Exercise goal
Copy the lines below verbatim, starting with the line that contains "Search the photo above for any smiling" and ending with the line that contains "[516,367,540,394]", with both of those lines included.

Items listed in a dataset
════════════════════

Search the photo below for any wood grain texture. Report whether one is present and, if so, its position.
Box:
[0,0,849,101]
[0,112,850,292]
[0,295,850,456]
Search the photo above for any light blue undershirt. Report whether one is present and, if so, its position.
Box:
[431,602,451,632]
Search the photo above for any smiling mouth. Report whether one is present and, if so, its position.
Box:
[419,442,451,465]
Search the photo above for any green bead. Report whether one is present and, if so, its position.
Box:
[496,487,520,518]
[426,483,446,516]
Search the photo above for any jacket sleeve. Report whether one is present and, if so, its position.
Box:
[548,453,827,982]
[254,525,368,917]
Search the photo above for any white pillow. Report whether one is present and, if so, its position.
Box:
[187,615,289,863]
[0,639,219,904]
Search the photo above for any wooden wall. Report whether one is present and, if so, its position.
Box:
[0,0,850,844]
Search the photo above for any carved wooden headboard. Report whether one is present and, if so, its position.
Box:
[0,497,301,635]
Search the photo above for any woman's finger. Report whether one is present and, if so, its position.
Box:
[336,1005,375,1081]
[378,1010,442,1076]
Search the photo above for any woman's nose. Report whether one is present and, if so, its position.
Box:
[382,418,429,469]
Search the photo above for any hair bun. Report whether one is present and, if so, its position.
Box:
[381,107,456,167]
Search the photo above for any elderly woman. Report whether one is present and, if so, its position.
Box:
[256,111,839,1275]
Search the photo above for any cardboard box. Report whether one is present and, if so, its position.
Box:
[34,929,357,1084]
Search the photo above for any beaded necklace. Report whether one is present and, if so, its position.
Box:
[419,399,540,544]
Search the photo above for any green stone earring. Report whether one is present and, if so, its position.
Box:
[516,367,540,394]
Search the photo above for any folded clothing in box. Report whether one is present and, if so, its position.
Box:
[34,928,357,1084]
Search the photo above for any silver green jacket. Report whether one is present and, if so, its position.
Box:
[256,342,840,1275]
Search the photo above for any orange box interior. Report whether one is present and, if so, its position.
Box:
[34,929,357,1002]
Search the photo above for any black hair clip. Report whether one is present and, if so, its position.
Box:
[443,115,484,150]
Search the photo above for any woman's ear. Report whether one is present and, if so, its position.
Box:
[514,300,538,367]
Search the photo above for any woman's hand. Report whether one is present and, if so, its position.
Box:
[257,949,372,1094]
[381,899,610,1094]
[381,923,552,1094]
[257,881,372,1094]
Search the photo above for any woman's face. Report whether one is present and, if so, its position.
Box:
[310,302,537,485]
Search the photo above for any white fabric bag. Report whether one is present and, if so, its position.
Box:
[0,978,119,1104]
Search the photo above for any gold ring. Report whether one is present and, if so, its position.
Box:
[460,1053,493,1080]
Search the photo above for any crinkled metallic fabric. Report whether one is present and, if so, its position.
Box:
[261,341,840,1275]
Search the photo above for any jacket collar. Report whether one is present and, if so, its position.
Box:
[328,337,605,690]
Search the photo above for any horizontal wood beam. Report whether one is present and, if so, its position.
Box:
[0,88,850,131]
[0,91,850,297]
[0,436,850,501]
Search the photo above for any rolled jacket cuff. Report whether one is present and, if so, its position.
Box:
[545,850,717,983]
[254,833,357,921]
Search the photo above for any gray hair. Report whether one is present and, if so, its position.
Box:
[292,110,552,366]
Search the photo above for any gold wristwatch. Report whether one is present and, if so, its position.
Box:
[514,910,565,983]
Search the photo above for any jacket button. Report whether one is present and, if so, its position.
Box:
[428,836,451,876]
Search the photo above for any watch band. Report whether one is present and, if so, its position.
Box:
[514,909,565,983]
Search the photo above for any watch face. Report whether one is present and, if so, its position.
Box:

════════════════════

Solution for this problem
Search the photo above for any smiling mouth. Report whether one is present and, if so, its position.
Box:
[419,442,451,465]
Search the photo above for any green bead. Report whether one is present and, if so, its position.
Box:
[496,487,520,518]
[426,483,446,516]
Search the photo above for any jacket sleeve. Report whether one is present and, if so, its position.
Box:
[548,453,827,982]
[254,525,368,917]
Search the photo above for any white pillow. Report whether one is present and, if so, its position.
Box:
[187,615,289,863]
[0,639,219,904]
Search the photo above for any wooden wall. Report whether one is present and, if so, its position.
Box:
[0,0,850,844]
Search the photo above for any carved wooden headboard. Report whether one is present and, if so, its position.
Box:
[0,497,301,635]
Search the photo above for any woman's finger. Report whether one is present and, if so, its position.
Box:
[336,1005,375,1081]
[378,1010,442,1076]
Search the photo above for any woman's nose. Report whether one is present and, if so, its position.
Box:
[382,418,429,469]
Search the photo above for any hair bun. Report whether one is present and, if so, its position.
Box:
[381,107,456,167]
Search the photo above for any elderly woman. Report whether one is present and, if so, its position.
Box:
[256,111,839,1275]
Search the photo above for any cardboard box. Report whether one is present and, if so, its position.
Box:
[34,929,357,1084]
Search the photo above for any beaded necklace. Report whether one is present and, if so, its position.
Box:
[419,399,540,544]
Search the photo above for any green stone earring. Report whether one is present and, if so, its position.
Box:
[516,367,540,394]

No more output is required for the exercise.